GIVEN ENTRIES

- - -

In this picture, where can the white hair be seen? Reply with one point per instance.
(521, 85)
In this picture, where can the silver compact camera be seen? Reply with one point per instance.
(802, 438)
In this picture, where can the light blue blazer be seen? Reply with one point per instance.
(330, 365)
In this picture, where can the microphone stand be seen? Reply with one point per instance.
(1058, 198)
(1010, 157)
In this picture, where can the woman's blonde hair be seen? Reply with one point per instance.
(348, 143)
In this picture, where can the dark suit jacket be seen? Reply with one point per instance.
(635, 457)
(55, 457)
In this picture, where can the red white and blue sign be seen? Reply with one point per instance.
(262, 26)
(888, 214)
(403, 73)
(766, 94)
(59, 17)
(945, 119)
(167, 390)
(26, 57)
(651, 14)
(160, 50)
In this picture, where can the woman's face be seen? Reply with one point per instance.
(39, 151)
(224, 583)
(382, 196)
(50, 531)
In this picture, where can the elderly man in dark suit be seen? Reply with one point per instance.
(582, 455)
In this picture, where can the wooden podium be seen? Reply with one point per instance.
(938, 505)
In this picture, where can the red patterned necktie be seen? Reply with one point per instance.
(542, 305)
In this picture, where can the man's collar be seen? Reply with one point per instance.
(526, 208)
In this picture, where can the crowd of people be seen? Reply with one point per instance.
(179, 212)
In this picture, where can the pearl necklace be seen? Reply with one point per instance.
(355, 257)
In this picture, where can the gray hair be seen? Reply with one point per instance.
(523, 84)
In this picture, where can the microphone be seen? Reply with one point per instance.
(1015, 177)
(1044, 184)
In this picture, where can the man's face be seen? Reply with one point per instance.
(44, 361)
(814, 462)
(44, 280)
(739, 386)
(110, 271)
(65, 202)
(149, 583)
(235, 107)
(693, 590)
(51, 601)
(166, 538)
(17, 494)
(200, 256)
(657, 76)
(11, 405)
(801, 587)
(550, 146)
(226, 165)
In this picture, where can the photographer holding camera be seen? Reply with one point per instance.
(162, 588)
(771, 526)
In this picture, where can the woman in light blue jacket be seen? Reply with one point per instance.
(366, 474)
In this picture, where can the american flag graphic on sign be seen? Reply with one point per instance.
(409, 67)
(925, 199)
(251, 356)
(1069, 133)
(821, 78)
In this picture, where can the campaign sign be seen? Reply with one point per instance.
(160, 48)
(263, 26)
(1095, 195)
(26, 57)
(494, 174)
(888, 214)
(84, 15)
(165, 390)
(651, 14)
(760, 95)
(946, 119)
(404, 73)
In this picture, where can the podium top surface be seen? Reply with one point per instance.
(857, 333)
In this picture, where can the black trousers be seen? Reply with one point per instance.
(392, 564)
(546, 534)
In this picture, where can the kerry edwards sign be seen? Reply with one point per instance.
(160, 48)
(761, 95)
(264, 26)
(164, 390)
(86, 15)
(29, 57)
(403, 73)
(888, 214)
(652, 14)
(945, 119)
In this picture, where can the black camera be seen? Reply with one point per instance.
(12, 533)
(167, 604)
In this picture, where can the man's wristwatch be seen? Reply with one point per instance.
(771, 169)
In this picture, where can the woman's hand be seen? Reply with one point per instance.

- - -

WHAT THE TASK REQUIRES
Write out the data exactly as it stands.

SOLVED EXERCISE
In this picture, where can the white hair be seen? Reply with one point per instance.
(521, 85)
In this picture, where can the silver compact camera be seen? Reply with one point per instance.
(802, 438)
In this picture, where can the light blue blazer be seen? Reply with one point per instance.
(330, 365)
In this picture, where can the microphone stand be seen? Reply with one point per instance.
(1058, 198)
(1010, 157)
In this picture, where can the woman's blonde hair be seen? Reply with one point per instance.
(348, 143)
In this picture, where can the dark suit jacket be seen? Reply with one point per instance.
(635, 457)
(55, 457)
In this picture, where can the red white and blue sign be seen? Reply with one point per instance.
(262, 26)
(888, 214)
(403, 73)
(766, 94)
(59, 17)
(945, 119)
(167, 390)
(26, 57)
(651, 14)
(160, 50)
In this picture, where can the woman's face be seen? Reply with one point per instance.
(39, 151)
(224, 583)
(382, 196)
(50, 531)
In this picture, where can the elderly man in dark suit be seen? Reply with one point per instance.
(582, 455)
In this picture, where can the wooden podium be seen? Reply with one point per instance.
(938, 505)
In this picture, where can the red patterned necktie be seen? Reply with one point per instance.
(542, 305)
In this picture, where can the man's collar be seen? Reply with one point per instance.
(526, 208)
In this picture, where can the crowd of people be seen? Reply with one point per instance.
(179, 212)
In this picture, where can the pearl necklace be seen? Reply with one point per instance.
(355, 257)
In this picture, where can the gray hair be seen? Reply with one point per instance.
(523, 84)
In this picture, where can the microphone be seen? Reply with one point per instance.
(1015, 177)
(1044, 184)
In this picture, where can the man's face be seen? Reply with one point per instance.
(44, 361)
(814, 462)
(44, 280)
(739, 386)
(110, 271)
(65, 202)
(149, 583)
(235, 107)
(693, 590)
(51, 601)
(166, 538)
(17, 494)
(200, 256)
(657, 76)
(11, 405)
(801, 587)
(550, 146)
(226, 165)
In this picture, where can the photographer holding camera be seen? Reply with one point per instance.
(162, 588)
(771, 526)
In this picture, where can the woman in light blue jacket be seen? Reply with one point per instance.
(366, 474)
In this picture, where can the american flag graphic on sign be seen? Reply with one point per instance.
(409, 67)
(925, 199)
(251, 356)
(1069, 133)
(821, 78)
In this picture, where can the campaign sign be seen? Reply with one point per instance.
(160, 48)
(263, 26)
(1095, 195)
(26, 57)
(494, 174)
(888, 214)
(84, 15)
(165, 390)
(651, 14)
(760, 95)
(946, 119)
(404, 73)
In this picture, where can the podium top surface be seen? Reply with one point per instance.
(857, 333)
In this picture, where can the black trousers be seen? Reply with one point per instance.
(392, 564)
(546, 534)
In this picture, where can the kerry edwards sign be seen? Reply with one point per instance.
(160, 48)
(761, 95)
(264, 26)
(164, 390)
(86, 15)
(29, 57)
(403, 73)
(888, 214)
(652, 14)
(945, 119)
In this picture, where can the black camera be seen? Reply with one point per instance.
(12, 533)
(167, 604)
In this picture, where can the man's wristwatch be seen? Reply with one point per instance.
(771, 169)
In this picture, where can the woman's hand be seen? Reply with one point per instance.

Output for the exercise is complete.